Texte extrait:
La sévérité que les Inquisiteurs déployèrent dans leur mission aigrit au plus haut point les esprits. Le peuple se souleva contr'eux en plusieurs endroits trois Frères-Prêcheurs envoyés à Cordes, en 1203, pour rechercher les hérétiques, y furent massacrés et jetés dans un puits. A Albi, Arnaud Catalan et Guillaume Pelisse, religieux du même ordre, qui y exerçaient l'inquisition, faillirent éprouver le même sort. D. Vaissete rend compte de quelques circonstances de cet événement. Il sera bon de reproduire en entier le récit de ces troubles, inséré dans un ancien manuscrit (1), ouvrage d'un Frère-Prêcheur contemporain.

Les habitants d'Albi se plaignaient surtout de leur Évêque, Bernard de Castanet, qu'ils accusaient d'avoir, de concert avec les Inquisiteurs, condamné comme hérétiques plusieurs citoyens bons catholiques. Ces plaintes parvinrent aux oreilles du Roi qui, en 1302, donna l'ordre, par lettres-patentes (2), à Richard, neveu, et à Jean de Pinquigni, réformateurs en Languedoc, de se saisir de la juri— diction temporelle de l'Évêque. Ces commissaires arrivèrent à Albi et le drapeau du Roi fut immédiatement arboré sur la forteresse que Bernard de Castanet venait de faire construire à côté de son palais (3).

Forts de l'appui que leur prêtaient les Commissaires du Roi, les habitants insultèrent plusieurs fois les Inquisiteurs et l'Évêque luimême. Ce prélat se rendit à Toulouse pour demander justice, et à son retour, il fut outragé par le peuple qui s'était rendu à l'entrée de la ville, en criant: mort au traître. Ce prélat supporta patiemment ces injures, défendit à ses gens, en cas qu'on voulut lui faire violence, de la repousser par la force, et il arriva dans son palais entouré, dit la chronique, de tous ses damoiseaux. Il sera rendu compte, à l'article des Frères-Prêcheurs, des insultes faites, à cette occasion, aux religieux de cet ordre.

Travail à faire:
Recopiez mot pour mot le passage du texte sur l'Inquisition à Albi qui commence à « La sévérité que » et se termine à « d'un Frère-Prêcheur contemporain. ». Les lignes qui viennent ensuite forment un matériau à part, indépendant du texte.

Extraits des lignes:

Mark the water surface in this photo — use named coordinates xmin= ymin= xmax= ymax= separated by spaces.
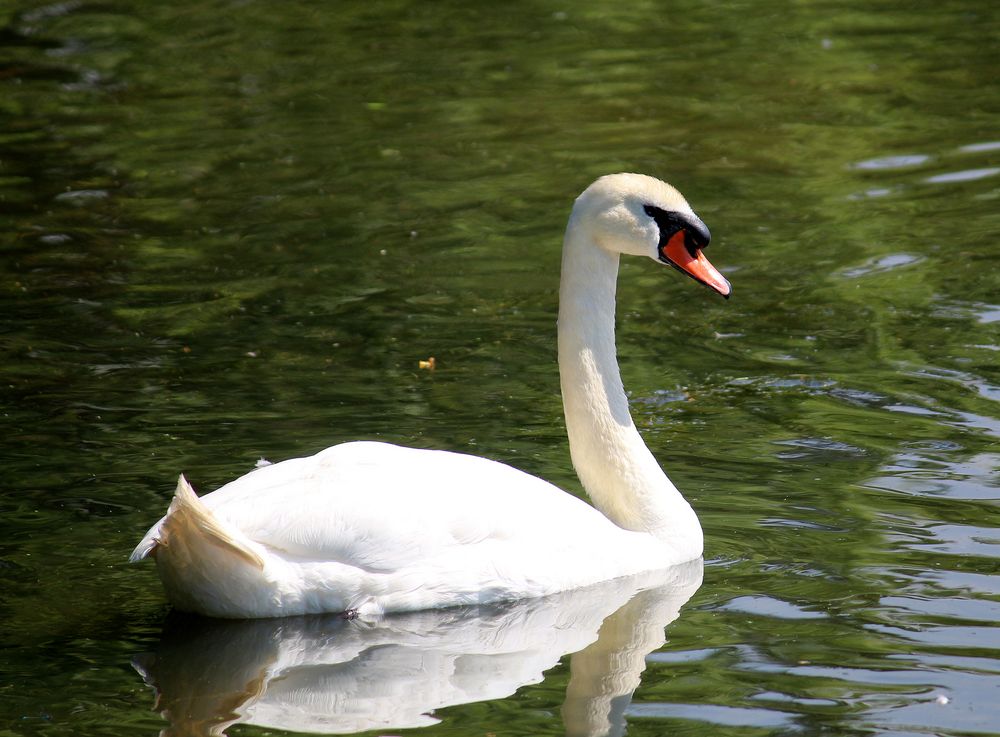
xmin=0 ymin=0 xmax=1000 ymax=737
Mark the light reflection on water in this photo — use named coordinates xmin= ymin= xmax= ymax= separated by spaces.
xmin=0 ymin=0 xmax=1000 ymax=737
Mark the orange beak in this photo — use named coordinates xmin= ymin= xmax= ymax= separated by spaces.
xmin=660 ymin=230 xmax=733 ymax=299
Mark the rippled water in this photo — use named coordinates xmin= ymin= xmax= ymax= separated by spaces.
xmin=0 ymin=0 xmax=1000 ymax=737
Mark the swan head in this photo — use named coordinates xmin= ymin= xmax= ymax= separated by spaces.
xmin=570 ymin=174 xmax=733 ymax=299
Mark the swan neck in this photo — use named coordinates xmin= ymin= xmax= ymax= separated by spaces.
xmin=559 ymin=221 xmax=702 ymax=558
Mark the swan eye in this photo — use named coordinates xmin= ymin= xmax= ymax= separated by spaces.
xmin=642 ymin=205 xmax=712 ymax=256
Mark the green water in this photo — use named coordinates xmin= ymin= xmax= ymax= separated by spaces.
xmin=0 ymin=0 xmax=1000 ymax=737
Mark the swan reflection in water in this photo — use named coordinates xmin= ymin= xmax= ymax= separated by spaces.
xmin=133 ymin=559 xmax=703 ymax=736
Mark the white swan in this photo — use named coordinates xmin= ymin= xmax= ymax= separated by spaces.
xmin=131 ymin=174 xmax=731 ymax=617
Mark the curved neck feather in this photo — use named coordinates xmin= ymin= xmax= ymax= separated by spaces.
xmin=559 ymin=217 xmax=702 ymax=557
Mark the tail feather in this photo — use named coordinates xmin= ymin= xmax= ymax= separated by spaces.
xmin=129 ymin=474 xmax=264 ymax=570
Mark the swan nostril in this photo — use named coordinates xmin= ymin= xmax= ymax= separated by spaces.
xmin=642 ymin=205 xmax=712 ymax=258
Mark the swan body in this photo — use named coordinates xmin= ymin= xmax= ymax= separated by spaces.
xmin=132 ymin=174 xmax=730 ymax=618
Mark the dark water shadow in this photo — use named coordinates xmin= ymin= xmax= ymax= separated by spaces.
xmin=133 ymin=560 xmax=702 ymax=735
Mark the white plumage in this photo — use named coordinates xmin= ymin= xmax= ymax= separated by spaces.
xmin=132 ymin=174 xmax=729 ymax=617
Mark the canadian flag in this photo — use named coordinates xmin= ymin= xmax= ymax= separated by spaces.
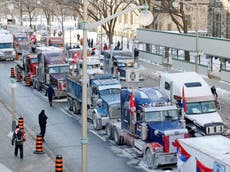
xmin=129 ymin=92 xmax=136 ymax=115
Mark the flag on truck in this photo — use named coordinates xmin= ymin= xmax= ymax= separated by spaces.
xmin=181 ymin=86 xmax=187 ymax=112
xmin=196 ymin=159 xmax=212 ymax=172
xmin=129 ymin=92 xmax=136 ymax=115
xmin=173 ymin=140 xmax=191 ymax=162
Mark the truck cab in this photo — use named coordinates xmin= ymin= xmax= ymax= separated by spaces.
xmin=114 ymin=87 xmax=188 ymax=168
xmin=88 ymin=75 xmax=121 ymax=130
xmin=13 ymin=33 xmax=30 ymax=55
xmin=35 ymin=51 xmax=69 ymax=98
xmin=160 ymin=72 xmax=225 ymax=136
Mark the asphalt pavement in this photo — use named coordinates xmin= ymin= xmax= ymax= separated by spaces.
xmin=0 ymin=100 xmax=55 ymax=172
---
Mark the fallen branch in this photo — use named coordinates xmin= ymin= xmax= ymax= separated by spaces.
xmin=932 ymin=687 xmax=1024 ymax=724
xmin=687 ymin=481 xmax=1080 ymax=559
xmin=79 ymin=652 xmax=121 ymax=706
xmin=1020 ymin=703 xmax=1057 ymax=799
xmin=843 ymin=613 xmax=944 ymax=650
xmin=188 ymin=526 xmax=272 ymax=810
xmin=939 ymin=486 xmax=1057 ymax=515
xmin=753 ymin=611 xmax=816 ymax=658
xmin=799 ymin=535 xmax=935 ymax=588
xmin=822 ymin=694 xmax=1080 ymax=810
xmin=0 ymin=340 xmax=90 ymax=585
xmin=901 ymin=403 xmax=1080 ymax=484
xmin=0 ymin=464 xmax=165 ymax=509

Réponse rédigée:
La sévérité que les Inquisiteurs déployèrent dans leur mission aigrit au plus haut point les esprits. Le peuple se souleva contr'eux en plusieurs endroits trois Frères-Prêcheurs envoyés à Cordes, en 1203, pour rechercher les hérétiques, y furent massacrés et jetés dans un puits. A Albi, Arnaud Catalan et Guillaume Pelisse, religieux du même ordre, qui y exerçaient l'inquisition, faillirent éprouver le même sort. D. Vaissete rend compte de quelques circonstances de cet événement. Il sera bon de reproduire en entier le récit de ces troubles, inséré dans un ancien manuscrit (1), ouvrage d'un Frère-Prêcheur contemporain.